**Extrait du texte:**
——————————

J’aurai beaucoup lu le journal Le Monde. Dès l’âge de 14 ans, je crois bien, rusant comme je pensais pas savoir pour trouver l’argent nécessaire. Oh, que de souvenirs étranges ! Il me semble qu’à cette époque, cette lecture me permettait d’échapper un peu à la misère – matérielle et morale – de ma famille. Il y régnait en effet une atmosphère que je qualifierai par euphémisme de pesante. Le sous-prolétariat n’est pas une adresse recommandable.
J’ai lu le Monde bien des années, et je sais ce que je lui dois. Il n’est pas besoin d’être ingrat, mais il n’y a pas lieu, non plus, d’être complaisant. Depuis des années, ce quotidien me tombe des mains. Je n’expliquerai pas ici pourquoi, mais il n’est pas exclu que j’y revienne, car après tout, la crise globale dans laquelle nous sommes touche bien entendu l’information elle-même. Les quelques mots qui suivent sont destinés, même s’il ne les lit pas, à Éric Fottorino, grand patron du grand journal.

——————————

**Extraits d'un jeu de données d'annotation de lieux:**

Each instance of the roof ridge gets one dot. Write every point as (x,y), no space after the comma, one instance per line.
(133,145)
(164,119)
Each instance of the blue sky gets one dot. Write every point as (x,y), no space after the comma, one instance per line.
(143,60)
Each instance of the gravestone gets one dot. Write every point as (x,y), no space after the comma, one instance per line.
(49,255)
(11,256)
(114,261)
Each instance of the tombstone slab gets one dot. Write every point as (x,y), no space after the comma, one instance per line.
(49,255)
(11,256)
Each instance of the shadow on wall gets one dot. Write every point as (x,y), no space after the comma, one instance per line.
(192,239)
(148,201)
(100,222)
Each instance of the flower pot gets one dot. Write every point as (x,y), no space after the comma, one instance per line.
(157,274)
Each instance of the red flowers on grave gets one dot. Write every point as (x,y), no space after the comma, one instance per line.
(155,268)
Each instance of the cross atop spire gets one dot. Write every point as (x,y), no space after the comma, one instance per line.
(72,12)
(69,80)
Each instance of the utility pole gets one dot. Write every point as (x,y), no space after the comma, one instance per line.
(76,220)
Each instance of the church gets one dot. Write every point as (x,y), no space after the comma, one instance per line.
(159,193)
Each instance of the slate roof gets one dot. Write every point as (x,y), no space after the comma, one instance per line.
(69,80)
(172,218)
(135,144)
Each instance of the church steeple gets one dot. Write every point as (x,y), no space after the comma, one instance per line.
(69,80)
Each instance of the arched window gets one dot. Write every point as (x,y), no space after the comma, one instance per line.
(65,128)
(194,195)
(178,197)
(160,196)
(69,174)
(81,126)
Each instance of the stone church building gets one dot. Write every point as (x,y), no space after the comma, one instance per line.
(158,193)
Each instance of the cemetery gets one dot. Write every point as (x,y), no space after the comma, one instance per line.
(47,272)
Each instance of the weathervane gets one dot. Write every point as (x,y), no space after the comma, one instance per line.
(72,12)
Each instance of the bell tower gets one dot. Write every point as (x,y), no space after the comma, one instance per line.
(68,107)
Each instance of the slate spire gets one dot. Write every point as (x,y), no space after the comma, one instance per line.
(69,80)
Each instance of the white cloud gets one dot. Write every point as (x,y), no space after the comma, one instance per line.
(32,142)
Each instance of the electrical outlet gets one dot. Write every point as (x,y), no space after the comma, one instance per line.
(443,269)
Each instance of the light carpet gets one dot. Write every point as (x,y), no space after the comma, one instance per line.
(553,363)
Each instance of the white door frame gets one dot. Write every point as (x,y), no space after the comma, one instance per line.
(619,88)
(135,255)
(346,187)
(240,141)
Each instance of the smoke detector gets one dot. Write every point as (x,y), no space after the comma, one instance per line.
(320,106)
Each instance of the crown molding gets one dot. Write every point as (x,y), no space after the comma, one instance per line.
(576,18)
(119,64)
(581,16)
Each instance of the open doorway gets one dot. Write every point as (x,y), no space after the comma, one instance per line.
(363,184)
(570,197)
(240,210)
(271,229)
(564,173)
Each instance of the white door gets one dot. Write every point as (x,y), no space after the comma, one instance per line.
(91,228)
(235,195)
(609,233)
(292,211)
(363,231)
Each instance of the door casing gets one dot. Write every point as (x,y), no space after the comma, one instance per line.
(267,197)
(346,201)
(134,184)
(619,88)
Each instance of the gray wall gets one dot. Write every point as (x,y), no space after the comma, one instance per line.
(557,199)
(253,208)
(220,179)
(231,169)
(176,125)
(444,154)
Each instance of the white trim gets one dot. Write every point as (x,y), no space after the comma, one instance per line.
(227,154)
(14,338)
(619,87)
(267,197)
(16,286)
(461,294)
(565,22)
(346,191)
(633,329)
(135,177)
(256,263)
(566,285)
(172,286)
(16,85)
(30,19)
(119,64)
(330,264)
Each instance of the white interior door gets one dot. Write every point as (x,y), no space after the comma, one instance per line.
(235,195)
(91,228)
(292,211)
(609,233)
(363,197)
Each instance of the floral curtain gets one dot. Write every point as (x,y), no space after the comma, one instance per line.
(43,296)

——————————

**Série d'exercices:**
a: Dans le texte sur la lecture du Monde, remplacez « misère » par « pauvreté », puis recopiez tout le passage allant de « J’aurai beaucoup lu » jusqu'à « une adresse recommandable. ».
b: Poursuivez le texte sur la lecture du Monde à partir de sa dernière phrase.

**Réponses attendues:**
a:
J’aurai beaucoup lu le journal Le Monde. Dès l’âge de 14 ans, je crois bien, rusant comme je pensais pas savoir pour trouver l’argent nécessaire. Oh, que de souvenirs étranges ! Il me semble qu’à cette époque, cette lecture me permettait d’échapper un peu à la pauvreté – matérielle et morale – de ma famille. Il y régnait en effet une atmosphère que je qualifierai par euphémisme de pesante. Le sous-prolétariat n’est pas une adresse recommandable.

b:
Dans Le Monde daté de ce samedi 5 janvier, en page 24, je découvre sur la colonne de droite un articulet. Qui prévient d’un changement en dernière page à compter du lundi 7 janvier 2008. Il y aura à cette date, et chaque jour, un « article de réflexion » appelé à clôturer l’édition. Ma foi. Mais qui écrira donc ? Cela devient beaucoup plus intéressant.
Lundi, une journaliste du Monde, Sylvie Kauffmann, pour une Lettre d’Asie, qui existe déjà. Mardi, Nicolas Baverez, politologue et historien, mais surtout perpétuel observateur du « déclin » supposé de la France. Mercredi, une Lettre des États-Unis signée de la correspondante locale, Corinne Lesnes. Jeudi, un commentaire de Régis Debray, devenu difficile à présenter. Vendredi, un « décryptage politique » – mazette ! – par un éminent chercheur du CNRS, Christian Salmon. Samedi enfin, retour aux fondamentaux habituels, avec la chronique économique d’Éric Le Boucher. Plus tard devraient s’agréger des personnalités aussi certaines que les économistes Pisani-Ferry et Askenazi, ainsi que l’anti-islamiste professionnelle Caroline Fourest.
Eh bien, je suis partagé. Le rire pourrait assez bien faire l’affaire. Car voilà résumée la vision des choses de la haute hiérarchie de notre quotidien de référence. Une pincée de géopolitique – l’Amérique, la Chine -, deux doigts de politique classique, un soupçon de sanglot décliniste, un roboratif sandwich « médiologique » façon Debray, et avant tout énormément d’économie. Je vous le dis en toute simplicité, je ris. Vous n’êtes pas obligé de me croire, car je sais que cela paraîtra forcé. C’est pourtant vrai.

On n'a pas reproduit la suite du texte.